- _TO DO_
From the first line to the last, write out the data below exactly.

========

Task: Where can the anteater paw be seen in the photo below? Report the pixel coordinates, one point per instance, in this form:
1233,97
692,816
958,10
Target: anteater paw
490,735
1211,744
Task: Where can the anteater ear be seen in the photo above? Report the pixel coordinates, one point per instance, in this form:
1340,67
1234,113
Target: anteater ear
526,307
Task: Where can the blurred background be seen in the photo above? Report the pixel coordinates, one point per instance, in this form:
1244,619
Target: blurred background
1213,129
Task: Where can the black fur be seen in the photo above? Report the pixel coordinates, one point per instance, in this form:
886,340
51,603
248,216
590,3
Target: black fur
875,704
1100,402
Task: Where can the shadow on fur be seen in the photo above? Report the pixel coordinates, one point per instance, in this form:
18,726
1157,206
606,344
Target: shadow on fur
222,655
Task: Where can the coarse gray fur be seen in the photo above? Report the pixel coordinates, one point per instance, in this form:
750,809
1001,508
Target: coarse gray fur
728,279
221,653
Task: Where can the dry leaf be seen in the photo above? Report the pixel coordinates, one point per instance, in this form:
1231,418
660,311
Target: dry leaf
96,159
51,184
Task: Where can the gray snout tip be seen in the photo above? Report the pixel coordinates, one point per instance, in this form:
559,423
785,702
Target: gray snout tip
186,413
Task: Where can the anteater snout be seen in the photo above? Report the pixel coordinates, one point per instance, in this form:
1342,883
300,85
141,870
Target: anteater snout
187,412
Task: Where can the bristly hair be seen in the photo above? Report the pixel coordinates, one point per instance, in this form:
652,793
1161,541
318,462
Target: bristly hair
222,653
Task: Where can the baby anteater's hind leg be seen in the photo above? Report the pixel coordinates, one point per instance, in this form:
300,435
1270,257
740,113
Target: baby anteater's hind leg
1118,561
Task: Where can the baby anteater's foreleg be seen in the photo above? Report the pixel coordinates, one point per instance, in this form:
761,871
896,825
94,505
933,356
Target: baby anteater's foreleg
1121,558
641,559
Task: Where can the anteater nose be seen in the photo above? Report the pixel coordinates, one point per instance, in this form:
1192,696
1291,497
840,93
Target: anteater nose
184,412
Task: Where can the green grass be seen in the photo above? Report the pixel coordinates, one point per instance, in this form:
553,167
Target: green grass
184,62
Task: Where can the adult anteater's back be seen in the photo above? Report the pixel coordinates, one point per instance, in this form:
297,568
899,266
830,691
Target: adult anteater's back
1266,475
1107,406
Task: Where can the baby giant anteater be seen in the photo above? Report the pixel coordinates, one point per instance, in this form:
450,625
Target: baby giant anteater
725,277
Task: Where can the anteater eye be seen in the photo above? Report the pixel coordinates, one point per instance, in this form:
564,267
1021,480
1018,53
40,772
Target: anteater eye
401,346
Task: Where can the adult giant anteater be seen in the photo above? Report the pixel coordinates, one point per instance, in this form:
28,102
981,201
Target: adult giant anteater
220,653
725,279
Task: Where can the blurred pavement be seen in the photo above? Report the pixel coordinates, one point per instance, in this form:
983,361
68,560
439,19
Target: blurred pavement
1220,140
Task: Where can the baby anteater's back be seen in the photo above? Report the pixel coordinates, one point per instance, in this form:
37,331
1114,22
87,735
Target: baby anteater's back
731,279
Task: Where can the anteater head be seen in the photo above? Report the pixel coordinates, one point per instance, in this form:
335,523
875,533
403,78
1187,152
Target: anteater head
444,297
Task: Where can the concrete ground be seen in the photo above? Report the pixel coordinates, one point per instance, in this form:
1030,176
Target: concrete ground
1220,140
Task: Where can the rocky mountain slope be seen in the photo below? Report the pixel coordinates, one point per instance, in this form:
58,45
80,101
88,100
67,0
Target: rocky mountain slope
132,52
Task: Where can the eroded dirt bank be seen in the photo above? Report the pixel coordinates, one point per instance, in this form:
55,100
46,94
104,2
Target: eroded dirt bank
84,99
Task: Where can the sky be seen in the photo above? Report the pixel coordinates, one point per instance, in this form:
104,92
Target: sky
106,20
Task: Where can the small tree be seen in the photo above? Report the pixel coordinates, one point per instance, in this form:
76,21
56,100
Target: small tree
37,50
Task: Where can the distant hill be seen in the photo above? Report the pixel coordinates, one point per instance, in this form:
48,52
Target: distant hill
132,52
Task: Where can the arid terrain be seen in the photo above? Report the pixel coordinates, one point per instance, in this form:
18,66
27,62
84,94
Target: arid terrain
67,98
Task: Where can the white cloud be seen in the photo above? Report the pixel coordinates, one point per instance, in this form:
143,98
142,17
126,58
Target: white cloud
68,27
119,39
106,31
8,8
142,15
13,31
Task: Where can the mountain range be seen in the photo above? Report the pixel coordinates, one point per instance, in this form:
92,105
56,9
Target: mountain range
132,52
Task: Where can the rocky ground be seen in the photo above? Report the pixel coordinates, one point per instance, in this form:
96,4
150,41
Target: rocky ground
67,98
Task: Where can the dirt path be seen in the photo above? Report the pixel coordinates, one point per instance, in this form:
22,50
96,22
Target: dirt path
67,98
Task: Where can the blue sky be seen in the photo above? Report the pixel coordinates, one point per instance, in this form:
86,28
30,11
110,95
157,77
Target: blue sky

========

- _TASK RESPONSE_
Task: Where can the anteater paw be seen in the photo below? Report the pixel coordinates, one point per instance, in this form:
1233,97
692,816
958,10
Target: anteater paw
490,735
1211,744
Task: Where can the anteater ear be seen in the photo above? Report the pixel coordinates, one point per instance, in this form:
1340,67
1234,113
Target: anteater ear
526,307
Task: Where can the blurred background be seen in the photo above? Report the pixel coordinates, one point per instance, in this form:
1244,619
Target: blurred background
1213,129
Task: Where can the black fur be seen in the photo above? Report the pixel coordinates, one point per instance, in this form:
886,340
51,603
248,216
590,3
Target: black fur
875,704
1100,402
Task: Where can the shadow on fur be seen in the photo above? Report the pixel coordinates, one point per instance, in this form:
18,726
1157,206
606,344
Target: shadow on fur
222,655
Task: Where can the coarse gray fur be seen in the photo above? Report the pixel coordinates, one point per instance, in this form:
750,809
1001,508
Target: coarse gray fur
728,279
221,653
Task: Where can the dry leaf be seen in the photo above? Report the pixel coordinates, one point per instance, in this form:
1231,418
660,311
Target: dry leaf
96,159
51,184
Task: Where can the gray snout tip be seen in the photo above? Report the pixel coordinates, one point per instance, in this form:
559,423
785,702
Target: gray snout tip
186,413
Task: Where can the anteater snout be seen in the photo above? Report the pixel coordinates, one point per instance, in this form:
1342,883
300,85
141,870
Target: anteater snout
187,412
Task: Where can the bristly hair be seen in the photo above? Report the pixel coordinates, one point per instance, in this form:
652,793
1161,541
318,462
Target: bristly hair
222,653
Task: Where can the baby anteater's hind leg be seen in the photo above? Report the pixel coordinates, one point per instance, in this form:
300,435
1270,257
740,113
Target: baby anteater's hind leg
1118,561
Task: Where can the baby anteater's foreleg be seen in the photo above? Report the pixel coordinates, one point per instance, in this form:
761,871
896,825
94,505
933,356
Target: baby anteater's foreleg
1121,558
641,559
Task: Where can the anteater nose be seen in the photo above? Report the pixel coordinates, one point per instance, in this form:
1192,696
1291,497
840,93
Target: anteater nose
184,412
Task: Where can the green grass be seen in the photo above? Report the pixel coordinates, one point per instance, in this form:
553,167
Target: green grass
184,62
Task: Where can the adult anteater's back be seen in the photo above? Report the pixel coordinates, one point per instance, in this form:
297,568
899,266
830,691
Target: adult anteater's back
1266,475
1107,406
Task: Where can the baby giant anteater be seen in the photo above? Report the pixel coordinates, one point per instance, in this form:
450,625
Target: baby giant anteater
725,277
Task: Where can the anteater eye be seen in the photo above? Report the pixel coordinates, one point per instance, in this form:
564,267
1021,480
1018,53
40,772
Target: anteater eye
401,346
Task: Where can the adult giant anteater be seen in the photo above? Report the pixel coordinates, one point per instance, in this form:
28,102
981,201
Target: adult giant anteater
220,653
725,279
Task: Where can the blurred pavement be seen in the photo above? Report the pixel coordinates, one point per instance, in this form:
983,361
68,560
439,19
Target: blurred pavement
1220,140
Task: Where can the baby anteater's back be seen in the photo above? Report the pixel coordinates, one point per instance, in this form:
37,331
1114,22
87,735
Target: baby anteater's back
731,279
Task: Where can the anteater head be seen in the photo above? Report the pixel coordinates, one point per instance, in this form:
335,523
875,533
403,78
1187,152
Target: anteater head
444,297
Task: Where can the concrete ground be seen in the photo above? Report the pixel coordinates, one point per instance, in this form:
1030,176
Target: concrete ground
1220,140
Task: Where can the rocky mountain slope be seen in the photo below? Report the pixel coordinates, one point per instance, in this form:
58,45
80,101
88,100
67,0
Target: rocky mountain slope
132,52
Task: Where can the eroded dirt bank be seen in the photo above? Report the pixel coordinates, one point per instance, in this form:
55,100
46,94
104,2
Target: eroded dirt bank
84,99
Task: Where can the sky be seen in the photo above? Report the pixel coordinates, one point per instance, in this form:
104,92
Target: sky
106,20
Task: Where can the small tree be seen in the photo above? Report the pixel coordinates, one point per instance, in this form:
76,21
56,100
Target: small tree
37,50
Task: Where can the distant hill be seen in the photo above? Report the pixel coordinates, one point per instance, in this form:
48,52
Target: distant hill
132,52
Task: Where can the arid terrain be seen in the photo above? Report the pixel coordinates, one point per instance, in this form:
18,66
27,62
84,94
Target: arid terrain
67,98
Task: Where can the white cloud be seen in the photo above? Report the pixel coordinates, one point per instance, in this form:
143,98
142,17
126,58
Target: white cloud
68,27
119,39
106,31
8,8
142,15
13,31
Task: Where can the mountain range be seen in the photo above? Report the pixel coordinates, one point per instance, in this form:
92,105
56,9
Target: mountain range
132,52
Task: Where can the rocky ground be seen in the photo above? Report the pixel coordinates, one point per instance, in this form:
96,4
150,41
Target: rocky ground
67,98
Task: Where can the dirt path be seen in the photo above? Report the pixel coordinates, one point per instance, in this form:
22,50
96,22
Target: dirt path
67,98
Task: Where can the blue sky be seen in the photo above? Report the pixel coordinates, one point per instance, in this form:
86,28
30,11
110,95
157,77
Target: blue sky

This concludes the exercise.